(begin)

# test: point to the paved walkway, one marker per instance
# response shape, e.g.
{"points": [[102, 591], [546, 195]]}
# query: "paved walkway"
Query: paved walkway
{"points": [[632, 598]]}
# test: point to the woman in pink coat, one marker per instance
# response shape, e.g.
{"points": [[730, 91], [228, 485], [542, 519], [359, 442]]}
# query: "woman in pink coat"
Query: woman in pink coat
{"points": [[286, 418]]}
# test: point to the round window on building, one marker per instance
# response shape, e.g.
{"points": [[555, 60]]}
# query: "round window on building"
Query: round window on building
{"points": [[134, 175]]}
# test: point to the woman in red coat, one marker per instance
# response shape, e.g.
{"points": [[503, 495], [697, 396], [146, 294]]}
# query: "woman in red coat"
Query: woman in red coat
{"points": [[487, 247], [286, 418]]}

(end)

- **WHAT THE TASK ASKS**:
Format the lines as a Markdown table with the columns Row and Line, starting at the line that contains "# test: point to the woman in red" and continuing through the final line. Number each row and leave out any blank lines.

- **OUTPUT OF THE TASK**:
| Row | Line |
|---|---|
| 1 | # test: point to the woman in red coat, one marker per instance |
| 2 | # response shape, e.g. |
| 3 | {"points": [[503, 495], [697, 396], [146, 294]]} |
| 4 | # query: "woman in red coat" |
| 5 | Query: woman in red coat |
| 6 | {"points": [[487, 247], [286, 418]]} |